▶ _Task_: The data below must be copied in full and without any change.

▶ _Data entries_:
--------------------------------------------------
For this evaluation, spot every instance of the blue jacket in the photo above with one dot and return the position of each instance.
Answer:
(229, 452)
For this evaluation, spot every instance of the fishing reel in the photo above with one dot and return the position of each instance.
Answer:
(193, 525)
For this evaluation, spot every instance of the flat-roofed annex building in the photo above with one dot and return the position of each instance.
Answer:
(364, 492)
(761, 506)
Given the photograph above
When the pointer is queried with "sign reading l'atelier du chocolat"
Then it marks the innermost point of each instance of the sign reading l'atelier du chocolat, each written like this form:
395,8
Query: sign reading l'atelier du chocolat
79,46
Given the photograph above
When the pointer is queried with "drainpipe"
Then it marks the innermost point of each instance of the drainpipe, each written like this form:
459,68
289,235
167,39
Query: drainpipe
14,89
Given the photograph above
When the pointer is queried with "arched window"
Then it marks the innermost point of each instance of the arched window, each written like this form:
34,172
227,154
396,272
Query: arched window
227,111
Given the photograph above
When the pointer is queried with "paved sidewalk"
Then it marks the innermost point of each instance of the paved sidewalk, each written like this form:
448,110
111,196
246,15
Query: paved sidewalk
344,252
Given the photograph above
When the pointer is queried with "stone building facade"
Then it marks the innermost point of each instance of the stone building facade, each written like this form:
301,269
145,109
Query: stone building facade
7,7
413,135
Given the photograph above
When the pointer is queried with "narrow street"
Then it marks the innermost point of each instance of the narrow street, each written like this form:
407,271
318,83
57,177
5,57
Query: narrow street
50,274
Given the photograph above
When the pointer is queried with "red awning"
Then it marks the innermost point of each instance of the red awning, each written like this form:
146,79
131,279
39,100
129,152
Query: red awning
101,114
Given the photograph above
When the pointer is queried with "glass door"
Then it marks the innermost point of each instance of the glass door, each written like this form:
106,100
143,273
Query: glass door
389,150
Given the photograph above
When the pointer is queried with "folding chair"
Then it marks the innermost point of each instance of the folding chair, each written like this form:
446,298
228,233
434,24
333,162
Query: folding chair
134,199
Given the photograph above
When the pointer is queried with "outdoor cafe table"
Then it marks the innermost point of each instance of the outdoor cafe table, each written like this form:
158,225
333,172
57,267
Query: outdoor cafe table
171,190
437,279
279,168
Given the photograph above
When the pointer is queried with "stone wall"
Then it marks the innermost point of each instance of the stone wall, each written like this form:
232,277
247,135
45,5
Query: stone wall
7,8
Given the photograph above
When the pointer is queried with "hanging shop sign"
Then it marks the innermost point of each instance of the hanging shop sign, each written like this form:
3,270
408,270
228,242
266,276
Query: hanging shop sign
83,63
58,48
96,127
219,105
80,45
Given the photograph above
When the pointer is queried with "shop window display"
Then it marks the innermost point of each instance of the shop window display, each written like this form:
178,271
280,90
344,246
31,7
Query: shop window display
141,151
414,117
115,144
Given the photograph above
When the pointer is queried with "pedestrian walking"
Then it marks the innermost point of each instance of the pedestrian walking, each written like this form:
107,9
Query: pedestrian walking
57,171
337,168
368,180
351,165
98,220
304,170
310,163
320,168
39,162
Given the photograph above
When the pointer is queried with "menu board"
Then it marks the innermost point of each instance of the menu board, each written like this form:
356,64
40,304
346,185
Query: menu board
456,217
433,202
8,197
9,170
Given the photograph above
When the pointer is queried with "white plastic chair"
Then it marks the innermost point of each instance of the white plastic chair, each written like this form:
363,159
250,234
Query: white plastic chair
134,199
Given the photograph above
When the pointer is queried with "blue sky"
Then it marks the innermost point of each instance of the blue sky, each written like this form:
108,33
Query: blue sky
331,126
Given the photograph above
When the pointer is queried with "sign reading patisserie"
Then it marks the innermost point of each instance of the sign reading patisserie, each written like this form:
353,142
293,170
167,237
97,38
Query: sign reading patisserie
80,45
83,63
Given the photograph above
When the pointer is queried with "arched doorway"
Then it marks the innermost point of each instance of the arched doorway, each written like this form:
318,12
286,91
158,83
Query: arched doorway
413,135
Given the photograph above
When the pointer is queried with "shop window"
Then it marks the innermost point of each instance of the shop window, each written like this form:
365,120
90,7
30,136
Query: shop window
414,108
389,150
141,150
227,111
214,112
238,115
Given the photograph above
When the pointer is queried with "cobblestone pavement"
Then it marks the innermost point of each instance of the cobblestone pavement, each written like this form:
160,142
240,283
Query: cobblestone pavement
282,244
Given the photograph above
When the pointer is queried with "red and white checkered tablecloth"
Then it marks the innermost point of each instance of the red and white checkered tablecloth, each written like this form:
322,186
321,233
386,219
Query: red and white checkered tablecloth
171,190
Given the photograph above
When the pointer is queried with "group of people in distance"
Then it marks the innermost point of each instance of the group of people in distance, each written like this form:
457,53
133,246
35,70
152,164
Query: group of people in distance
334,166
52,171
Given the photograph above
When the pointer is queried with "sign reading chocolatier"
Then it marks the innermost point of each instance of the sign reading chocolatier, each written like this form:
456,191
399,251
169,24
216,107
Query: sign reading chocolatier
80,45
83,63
--------------------------------------------------
▶ _Task output_:
For this evaluation, spot every instance of the blue jacket in the photo above with one dot and return the position of each instance.
Answer:
(229, 452)
For this evaluation, spot every instance of the fishing reel in the photo above with one dot and return the position of each instance.
Answer:
(193, 525)
For this evaluation, spot every instance of the flat-roofed annex building in the photo above with one dot and return the position of each instance.
Answer:
(364, 492)
(761, 506)
Given the photograph above
When the pointer is queried with "sign reading l'atelier du chocolat"
Then it marks the innermost point of each instance of the sign reading l'atelier du chocolat, each written like this form:
395,8
Query: sign reading l'atelier du chocolat
79,46
Given the photograph above
When the pointer is queried with "drainpipe"
Then it marks the innermost point of each instance of the drainpipe, each written like this form:
459,68
289,235
167,39
Query: drainpipe
14,89
Given the photograph above
When the pointer is queried with "arched window"
Then it marks the innermost point of each instance of the arched window, each written like this form:
34,172
227,154
396,272
Query: arched window
227,111
Given the photograph above
When the pointer is queried with "paved sidewalk"
Then it marks the innermost point of each instance of the paved sidewalk, each written like this form:
448,110
111,196
246,15
Query: paved sidewalk
344,252
Given the photograph above
When the pointer is queried with "stone building facade"
Then it marks the innermost point of each instance of the stone building facade, each written like this form:
301,269
145,109
Query: stone building facade
7,7
413,135
Given the photograph above
When the pointer is queried with "narrow street"
Then it marks the innermost point of each instance of the narrow street, each written like this form:
407,271
318,83
57,177
5,57
Query: narrow street
50,274
Given the photograph above
When the pointer is queried with "red awning"
Then it marks the innermost point of each instance of the red awning, each written like this form:
146,79
131,279
39,100
129,152
Query: red awning
101,114
Given the photograph above
When the pointer is queried with "glass door"
Then it marks the innermost point of each instance of the glass door, each written like this form:
106,100
143,273
Query: glass door
389,150
Given the photograph above
When the pointer is queried with "folding chair"
Then it marks the innermost point of each instance of the folding chair, each written like this form:
446,298
228,233
434,24
333,162
Query: folding chair
134,199
Given the photograph above
When the pointer is queried with "outdoor cafe table"
Then it marks the innermost point of each instance of the outdoor cafe table, each written like this form:
158,225
333,172
57,267
Query: outdoor cafe table
171,190
437,279
279,168
Given the photograph above
When the pointer is queried with "stone wall"
Then it marks the innermost point of each instance of the stone wall, each written like this form:
232,277
247,135
45,5
Query: stone wall
7,8
Given the photograph above
When the pointer is queried with "hanging shop sign"
Then it marks the innermost point of each instance of the hanging shop sign, each written like this form:
3,270
408,270
228,242
266,276
Query: hanging shop sign
83,63
58,48
96,127
219,105
80,45
Given the photograph above
When the pointer is queried with "shop window display"
Then it marks the innermost point of each instance of the shop window display, each written like this form:
178,271
280,90
344,246
31,7
Query: shop window display
141,151
414,117
115,144
Given the photograph above
When the pointer is queried with "pedestrian walking"
Then it marks the innermost point of each instance of the pedestrian walking, each written like this form:
107,9
Query: pedestrian walking
57,171
337,168
368,180
351,165
98,220
304,170
310,163
320,168
39,162
Given the photograph above
When the pointer is queried with "menu board"
Then it marks the innermost point of each instance of the menu board, each written like this form:
356,64
40,304
346,185
Query: menu board
456,217
433,202
8,197
9,170
Given the photograph above
When the pointer is queried with "white plastic chair"
Then it marks the innermost point of each instance of the white plastic chair, each written like this form:
363,159
250,234
Query: white plastic chair
134,199
Given the photograph above
When the pointer is queried with "blue sky"
Then it marks the innermost point of each instance of the blue sky, each written like this form:
108,33
Query: blue sky
331,126
Given the photograph above
When the pointer is queried with "sign reading patisserie"
Then it marks the innermost point of each instance of the sign reading patisserie, each written like this form:
353,142
293,170
167,237
97,38
Query: sign reading patisserie
80,45
83,63
Given the photograph above
When the pointer is queried with "arched doorway"
Then it marks the innermost point of each instance of the arched doorway, each written like this form:
318,12
286,91
158,83
Query: arched doorway
413,135
Given the photograph above
When the pointer is queried with "shop window"
Then it marks the innermost point of each instance of the shop window, each written like this form:
365,120
90,7
30,136
Query: shop window
414,108
389,150
141,150
227,111
214,112
238,115
Given the photograph above
When the pointer is queried with "cobblestone pavement"
Then it marks the innermost point of each instance of the cobblestone pavement, each written like this form:
160,142
240,283
Query: cobblestone pavement
282,244
Given the photograph above
When the pointer is queried with "red and white checkered tablecloth"
Then it marks the innermost point of each instance of the red and white checkered tablecloth, each written like this form:
322,186
321,233
386,219
Query: red and white checkered tablecloth
171,190
Given the photograph above
When the pointer is queried with "group of people in distance"
Then it marks the innermost point of each instance of the group of people in distance, each written like this form:
457,53
133,246
35,70
152,164
Query: group of people in distance
334,166
52,171
Given the photograph above
When the pointer is queried with "sign reading chocolatier"
Then it marks the innermost point of each instance of the sign reading chocolatier, each written like this form:
456,191
399,251
169,24
216,107
Query: sign reading chocolatier
80,45
83,63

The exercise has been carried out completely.